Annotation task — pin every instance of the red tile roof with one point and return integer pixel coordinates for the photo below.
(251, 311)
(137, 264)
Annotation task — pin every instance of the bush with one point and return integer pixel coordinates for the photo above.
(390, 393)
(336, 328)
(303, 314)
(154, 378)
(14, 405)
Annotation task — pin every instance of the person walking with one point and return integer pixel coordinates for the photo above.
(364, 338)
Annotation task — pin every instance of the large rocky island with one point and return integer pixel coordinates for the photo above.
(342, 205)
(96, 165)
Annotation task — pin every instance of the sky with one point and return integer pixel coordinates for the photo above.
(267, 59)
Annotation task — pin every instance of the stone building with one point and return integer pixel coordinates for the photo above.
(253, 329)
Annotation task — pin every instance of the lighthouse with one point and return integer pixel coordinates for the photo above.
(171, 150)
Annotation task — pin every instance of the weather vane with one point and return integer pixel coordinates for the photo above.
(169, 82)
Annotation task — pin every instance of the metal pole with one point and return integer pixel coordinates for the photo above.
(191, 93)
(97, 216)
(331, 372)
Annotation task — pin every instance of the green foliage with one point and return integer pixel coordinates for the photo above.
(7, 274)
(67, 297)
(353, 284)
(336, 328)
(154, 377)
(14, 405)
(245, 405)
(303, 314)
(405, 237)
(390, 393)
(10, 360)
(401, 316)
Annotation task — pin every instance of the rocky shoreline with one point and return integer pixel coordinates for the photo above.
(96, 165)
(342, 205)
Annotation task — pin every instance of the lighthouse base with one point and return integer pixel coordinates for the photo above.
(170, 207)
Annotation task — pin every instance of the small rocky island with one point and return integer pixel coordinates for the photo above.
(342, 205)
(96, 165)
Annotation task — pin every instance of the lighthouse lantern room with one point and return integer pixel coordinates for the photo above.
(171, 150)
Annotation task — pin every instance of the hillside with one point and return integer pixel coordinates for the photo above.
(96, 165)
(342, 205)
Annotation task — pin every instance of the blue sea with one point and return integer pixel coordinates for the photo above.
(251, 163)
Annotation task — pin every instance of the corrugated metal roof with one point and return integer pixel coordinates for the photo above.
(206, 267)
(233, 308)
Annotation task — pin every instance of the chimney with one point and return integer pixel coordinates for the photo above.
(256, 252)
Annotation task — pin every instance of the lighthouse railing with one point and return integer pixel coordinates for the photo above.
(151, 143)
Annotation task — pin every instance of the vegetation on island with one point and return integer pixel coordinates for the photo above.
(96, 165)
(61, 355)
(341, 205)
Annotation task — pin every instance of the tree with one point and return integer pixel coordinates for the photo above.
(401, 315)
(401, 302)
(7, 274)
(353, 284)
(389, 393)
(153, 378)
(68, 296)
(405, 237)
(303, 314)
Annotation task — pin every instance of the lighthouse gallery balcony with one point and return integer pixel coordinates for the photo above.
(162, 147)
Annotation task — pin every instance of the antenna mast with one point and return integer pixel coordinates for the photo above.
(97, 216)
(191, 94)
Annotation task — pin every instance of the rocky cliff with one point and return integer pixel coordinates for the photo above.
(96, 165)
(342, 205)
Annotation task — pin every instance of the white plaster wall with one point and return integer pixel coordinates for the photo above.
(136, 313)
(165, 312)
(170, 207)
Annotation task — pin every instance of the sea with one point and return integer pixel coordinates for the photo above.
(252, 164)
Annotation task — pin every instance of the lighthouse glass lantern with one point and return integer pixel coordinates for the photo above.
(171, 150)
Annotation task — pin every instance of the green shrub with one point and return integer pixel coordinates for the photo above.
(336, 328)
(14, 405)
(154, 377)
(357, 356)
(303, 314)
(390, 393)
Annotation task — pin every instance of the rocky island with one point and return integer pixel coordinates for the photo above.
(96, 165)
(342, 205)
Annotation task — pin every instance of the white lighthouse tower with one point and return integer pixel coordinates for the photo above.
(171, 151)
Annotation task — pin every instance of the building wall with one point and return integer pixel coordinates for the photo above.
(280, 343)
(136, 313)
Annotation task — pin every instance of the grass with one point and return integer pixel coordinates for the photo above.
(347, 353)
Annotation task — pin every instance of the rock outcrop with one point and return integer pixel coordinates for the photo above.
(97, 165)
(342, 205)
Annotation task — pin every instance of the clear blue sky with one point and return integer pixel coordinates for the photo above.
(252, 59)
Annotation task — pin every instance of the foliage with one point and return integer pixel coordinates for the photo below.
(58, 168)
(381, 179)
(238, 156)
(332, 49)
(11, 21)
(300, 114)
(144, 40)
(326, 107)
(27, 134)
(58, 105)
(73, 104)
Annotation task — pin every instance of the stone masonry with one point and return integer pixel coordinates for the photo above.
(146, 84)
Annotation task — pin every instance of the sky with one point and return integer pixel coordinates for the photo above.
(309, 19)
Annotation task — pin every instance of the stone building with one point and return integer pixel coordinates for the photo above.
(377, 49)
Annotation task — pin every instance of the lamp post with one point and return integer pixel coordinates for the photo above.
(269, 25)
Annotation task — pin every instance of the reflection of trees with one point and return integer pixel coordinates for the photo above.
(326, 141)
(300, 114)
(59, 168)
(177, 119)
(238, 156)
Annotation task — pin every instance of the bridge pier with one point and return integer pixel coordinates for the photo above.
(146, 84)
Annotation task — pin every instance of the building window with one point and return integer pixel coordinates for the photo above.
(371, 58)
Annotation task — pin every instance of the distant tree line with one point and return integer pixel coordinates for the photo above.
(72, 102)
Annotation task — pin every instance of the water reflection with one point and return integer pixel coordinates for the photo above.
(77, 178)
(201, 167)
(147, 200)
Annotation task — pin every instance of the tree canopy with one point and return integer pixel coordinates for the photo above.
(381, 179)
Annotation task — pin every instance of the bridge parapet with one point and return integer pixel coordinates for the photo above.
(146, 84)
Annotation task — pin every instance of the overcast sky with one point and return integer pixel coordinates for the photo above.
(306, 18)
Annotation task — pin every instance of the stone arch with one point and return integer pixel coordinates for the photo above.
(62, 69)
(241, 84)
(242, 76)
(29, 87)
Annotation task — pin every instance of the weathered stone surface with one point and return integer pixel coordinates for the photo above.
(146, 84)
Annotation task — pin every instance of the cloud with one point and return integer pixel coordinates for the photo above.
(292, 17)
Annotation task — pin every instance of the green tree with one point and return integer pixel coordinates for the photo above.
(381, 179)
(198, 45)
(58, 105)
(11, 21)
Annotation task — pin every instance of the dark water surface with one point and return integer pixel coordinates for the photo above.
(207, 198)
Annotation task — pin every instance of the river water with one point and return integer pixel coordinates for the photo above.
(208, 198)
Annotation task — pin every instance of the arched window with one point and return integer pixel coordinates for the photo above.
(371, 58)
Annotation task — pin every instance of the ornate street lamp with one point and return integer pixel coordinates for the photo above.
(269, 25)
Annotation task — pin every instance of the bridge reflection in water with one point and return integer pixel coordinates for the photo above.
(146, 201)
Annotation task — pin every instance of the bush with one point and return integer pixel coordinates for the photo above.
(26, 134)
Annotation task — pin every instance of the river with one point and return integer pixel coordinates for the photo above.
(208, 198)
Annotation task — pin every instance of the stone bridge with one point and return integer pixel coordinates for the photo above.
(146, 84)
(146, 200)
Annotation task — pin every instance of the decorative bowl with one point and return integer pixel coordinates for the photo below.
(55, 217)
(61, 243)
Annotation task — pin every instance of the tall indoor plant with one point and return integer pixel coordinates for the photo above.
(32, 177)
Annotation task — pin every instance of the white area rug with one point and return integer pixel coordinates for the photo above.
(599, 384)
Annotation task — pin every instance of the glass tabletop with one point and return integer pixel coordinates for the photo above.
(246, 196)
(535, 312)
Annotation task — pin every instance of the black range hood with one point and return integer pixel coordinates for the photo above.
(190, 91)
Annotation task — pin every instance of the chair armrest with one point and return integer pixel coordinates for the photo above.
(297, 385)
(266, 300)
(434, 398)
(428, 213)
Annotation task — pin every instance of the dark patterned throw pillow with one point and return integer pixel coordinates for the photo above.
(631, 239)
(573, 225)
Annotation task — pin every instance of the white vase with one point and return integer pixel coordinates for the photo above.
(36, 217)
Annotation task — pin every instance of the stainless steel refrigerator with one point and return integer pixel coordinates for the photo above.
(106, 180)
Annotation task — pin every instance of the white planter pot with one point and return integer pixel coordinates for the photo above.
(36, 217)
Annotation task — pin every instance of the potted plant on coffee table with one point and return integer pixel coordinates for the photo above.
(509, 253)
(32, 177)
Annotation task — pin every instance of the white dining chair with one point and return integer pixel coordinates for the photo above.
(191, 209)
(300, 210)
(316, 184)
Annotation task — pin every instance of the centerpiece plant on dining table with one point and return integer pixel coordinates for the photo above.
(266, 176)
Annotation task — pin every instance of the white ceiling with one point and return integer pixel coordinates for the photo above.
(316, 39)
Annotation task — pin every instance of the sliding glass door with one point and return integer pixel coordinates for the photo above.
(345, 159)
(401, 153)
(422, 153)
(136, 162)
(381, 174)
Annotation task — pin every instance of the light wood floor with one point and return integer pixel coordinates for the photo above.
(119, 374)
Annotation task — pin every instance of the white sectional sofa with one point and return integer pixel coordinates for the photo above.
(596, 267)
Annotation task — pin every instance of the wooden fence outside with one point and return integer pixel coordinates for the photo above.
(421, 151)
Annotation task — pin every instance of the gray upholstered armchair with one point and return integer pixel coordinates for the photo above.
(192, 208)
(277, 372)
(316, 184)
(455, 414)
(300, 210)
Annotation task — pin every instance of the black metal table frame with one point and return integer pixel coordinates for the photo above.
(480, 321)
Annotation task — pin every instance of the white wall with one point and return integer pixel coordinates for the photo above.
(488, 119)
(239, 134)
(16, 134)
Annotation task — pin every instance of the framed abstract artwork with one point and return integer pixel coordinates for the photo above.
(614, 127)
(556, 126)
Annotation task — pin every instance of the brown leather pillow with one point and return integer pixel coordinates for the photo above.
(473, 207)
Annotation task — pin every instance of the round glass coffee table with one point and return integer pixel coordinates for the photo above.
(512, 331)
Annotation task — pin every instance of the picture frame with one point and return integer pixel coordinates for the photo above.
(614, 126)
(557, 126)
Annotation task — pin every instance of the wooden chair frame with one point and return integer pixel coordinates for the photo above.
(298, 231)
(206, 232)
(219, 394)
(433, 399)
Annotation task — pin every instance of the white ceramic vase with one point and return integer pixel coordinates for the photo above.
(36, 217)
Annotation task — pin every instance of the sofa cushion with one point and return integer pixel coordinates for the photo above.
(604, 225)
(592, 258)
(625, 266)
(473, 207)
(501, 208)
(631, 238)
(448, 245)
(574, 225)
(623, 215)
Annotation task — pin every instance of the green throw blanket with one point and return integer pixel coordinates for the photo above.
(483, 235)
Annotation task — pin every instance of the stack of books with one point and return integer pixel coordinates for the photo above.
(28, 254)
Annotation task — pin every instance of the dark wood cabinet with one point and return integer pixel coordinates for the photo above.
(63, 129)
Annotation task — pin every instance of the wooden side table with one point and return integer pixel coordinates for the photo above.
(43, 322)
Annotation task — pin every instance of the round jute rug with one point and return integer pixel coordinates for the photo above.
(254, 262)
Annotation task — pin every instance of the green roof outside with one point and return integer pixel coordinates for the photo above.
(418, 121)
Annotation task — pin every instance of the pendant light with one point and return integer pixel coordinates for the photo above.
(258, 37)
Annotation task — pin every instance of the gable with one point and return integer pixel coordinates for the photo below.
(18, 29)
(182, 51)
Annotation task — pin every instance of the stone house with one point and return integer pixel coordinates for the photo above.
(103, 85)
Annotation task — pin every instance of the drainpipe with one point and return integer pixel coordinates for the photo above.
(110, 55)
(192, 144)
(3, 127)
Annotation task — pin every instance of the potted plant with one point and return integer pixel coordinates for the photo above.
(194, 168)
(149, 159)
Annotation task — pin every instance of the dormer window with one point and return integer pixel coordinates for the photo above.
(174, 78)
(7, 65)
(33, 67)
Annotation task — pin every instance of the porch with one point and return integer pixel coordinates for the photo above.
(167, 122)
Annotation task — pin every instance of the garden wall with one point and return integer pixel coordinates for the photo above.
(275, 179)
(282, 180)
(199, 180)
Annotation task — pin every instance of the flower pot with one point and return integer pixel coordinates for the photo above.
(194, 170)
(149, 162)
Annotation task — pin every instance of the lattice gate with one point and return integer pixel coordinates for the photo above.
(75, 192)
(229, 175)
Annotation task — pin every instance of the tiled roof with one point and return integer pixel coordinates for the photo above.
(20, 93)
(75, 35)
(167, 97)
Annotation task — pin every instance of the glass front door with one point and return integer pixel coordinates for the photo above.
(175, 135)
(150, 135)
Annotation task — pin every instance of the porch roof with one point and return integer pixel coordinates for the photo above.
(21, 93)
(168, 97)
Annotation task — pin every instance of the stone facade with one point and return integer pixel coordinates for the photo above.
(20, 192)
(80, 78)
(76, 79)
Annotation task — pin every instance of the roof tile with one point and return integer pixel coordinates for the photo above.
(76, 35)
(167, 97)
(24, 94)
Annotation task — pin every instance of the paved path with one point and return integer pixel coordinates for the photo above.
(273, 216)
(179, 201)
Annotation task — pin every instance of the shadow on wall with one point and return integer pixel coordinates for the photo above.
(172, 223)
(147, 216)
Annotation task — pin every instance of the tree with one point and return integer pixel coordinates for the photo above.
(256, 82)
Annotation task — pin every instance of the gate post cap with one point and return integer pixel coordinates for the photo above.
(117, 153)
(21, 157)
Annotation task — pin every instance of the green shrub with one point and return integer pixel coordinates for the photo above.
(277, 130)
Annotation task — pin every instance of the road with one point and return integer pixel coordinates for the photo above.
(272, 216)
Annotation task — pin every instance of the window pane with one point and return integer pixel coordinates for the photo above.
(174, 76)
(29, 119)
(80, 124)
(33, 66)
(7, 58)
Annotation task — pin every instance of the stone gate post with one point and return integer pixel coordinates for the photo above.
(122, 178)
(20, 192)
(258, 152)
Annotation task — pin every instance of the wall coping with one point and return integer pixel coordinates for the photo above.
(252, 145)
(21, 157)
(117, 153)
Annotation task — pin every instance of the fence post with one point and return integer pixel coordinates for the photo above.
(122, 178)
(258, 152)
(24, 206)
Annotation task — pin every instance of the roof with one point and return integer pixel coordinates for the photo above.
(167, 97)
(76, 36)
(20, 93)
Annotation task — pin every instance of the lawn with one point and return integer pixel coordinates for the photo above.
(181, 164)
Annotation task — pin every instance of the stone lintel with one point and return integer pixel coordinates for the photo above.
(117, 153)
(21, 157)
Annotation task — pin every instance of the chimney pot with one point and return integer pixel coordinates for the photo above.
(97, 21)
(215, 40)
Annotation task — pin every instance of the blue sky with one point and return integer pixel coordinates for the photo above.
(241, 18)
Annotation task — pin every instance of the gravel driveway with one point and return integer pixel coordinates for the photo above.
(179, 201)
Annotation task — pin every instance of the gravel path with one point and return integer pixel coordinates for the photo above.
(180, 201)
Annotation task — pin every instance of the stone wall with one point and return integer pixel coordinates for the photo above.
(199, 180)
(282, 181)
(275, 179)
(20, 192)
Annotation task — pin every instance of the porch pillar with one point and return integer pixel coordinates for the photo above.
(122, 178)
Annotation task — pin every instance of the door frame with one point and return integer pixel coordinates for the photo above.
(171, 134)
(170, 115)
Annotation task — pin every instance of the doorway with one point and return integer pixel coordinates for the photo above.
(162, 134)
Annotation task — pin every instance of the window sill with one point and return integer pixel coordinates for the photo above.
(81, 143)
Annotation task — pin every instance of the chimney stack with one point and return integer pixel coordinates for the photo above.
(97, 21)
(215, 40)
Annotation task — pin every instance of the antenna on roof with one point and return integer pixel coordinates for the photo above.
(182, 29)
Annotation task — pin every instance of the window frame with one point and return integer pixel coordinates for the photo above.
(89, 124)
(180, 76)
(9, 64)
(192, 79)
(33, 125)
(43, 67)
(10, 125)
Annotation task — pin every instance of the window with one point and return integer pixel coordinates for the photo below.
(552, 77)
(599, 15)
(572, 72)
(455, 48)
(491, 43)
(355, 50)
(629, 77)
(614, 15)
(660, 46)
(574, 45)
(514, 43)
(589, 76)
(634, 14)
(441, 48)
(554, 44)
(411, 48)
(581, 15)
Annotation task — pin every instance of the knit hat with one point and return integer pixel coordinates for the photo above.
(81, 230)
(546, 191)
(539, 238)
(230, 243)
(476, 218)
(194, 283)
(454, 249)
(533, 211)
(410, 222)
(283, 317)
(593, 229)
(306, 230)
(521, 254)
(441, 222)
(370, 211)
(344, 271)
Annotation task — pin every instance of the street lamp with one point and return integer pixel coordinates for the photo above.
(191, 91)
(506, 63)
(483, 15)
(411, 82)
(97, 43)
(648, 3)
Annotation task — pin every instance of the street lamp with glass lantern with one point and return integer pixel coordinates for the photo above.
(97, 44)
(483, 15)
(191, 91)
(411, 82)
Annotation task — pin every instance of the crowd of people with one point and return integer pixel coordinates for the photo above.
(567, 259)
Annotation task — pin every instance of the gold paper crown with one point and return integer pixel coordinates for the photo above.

========================================

PROMPT:
Your task is to extract the lines running from the one with "Annotation task — pin every instance of the window frame" to the end of the material, inclusive, copying each exactly and adding nothing.

FULL ANSWER:
Annotation task — pin every instance of the window frame with one point and return integer pixel coordinates for the photo above.
(89, 124)
(180, 76)
(9, 64)
(192, 79)
(33, 125)
(43, 67)
(10, 125)
Annotation task — pin every instance of the window with one point and return integer pixel coordinates for the photo below.
(552, 77)
(599, 15)
(572, 72)
(455, 48)
(491, 43)
(355, 50)
(629, 77)
(614, 15)
(660, 46)
(574, 45)
(514, 43)
(589, 76)
(634, 14)
(441, 48)
(554, 44)
(411, 48)
(581, 15)
Annotation task — pin every instance of the knit hat with one point and return integer pixel coordinates for the photo above.
(81, 230)
(546, 191)
(539, 238)
(230, 243)
(476, 218)
(194, 283)
(454, 249)
(533, 211)
(410, 222)
(283, 317)
(593, 229)
(306, 230)
(521, 254)
(441, 222)
(370, 211)
(344, 271)
Annotation task — pin every instance of the street lamp with one point and return integer pixel coordinates for the photo above.
(191, 91)
(506, 63)
(483, 15)
(411, 82)
(97, 43)
(648, 3)
Annotation task — pin every instance of the street lamp with glass lantern with one point and return integer pixel coordinates for the photo above.
(97, 44)
(483, 15)
(191, 91)
(411, 82)
Annotation task — pin every instance of the crowd of people with one point and return integer pixel coordinates for the photo above.
(567, 259)
Annotation task — pin every instance of the gold paper crown with one point and return integer pixel coordinates for the photo above.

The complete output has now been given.